--- Provided records Enclosed Below ---

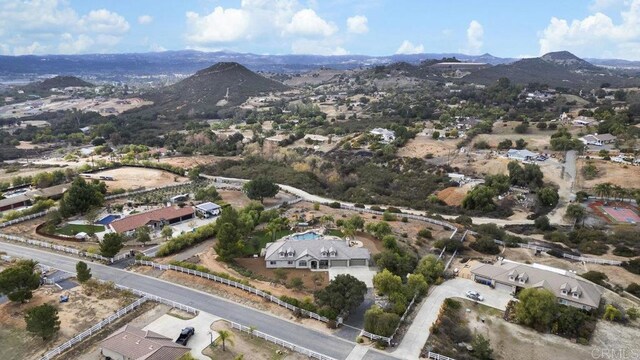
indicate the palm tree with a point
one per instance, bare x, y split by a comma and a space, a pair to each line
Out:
224, 336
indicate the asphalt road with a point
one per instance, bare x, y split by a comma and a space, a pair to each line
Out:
314, 340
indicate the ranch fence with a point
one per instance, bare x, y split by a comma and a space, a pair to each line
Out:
299, 349
235, 284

--- End of Enclosed Provided records ---

Problem to work on => Reproduce every record above word for word. Leave the pictures out.

Worked solution =>
indicate the palm tree with a point
one per instance, bare x, y split by a comma and a space, a pair to each line
Out:
224, 336
indicate the asphalt road with a point
one per instance, bare x, y split by a comma and a space, a pair to each line
Out:
314, 340
indicate the ranch fence with a point
one per instance, bare x, y split by a comma and a space, a pair to each line
Out:
299, 349
235, 284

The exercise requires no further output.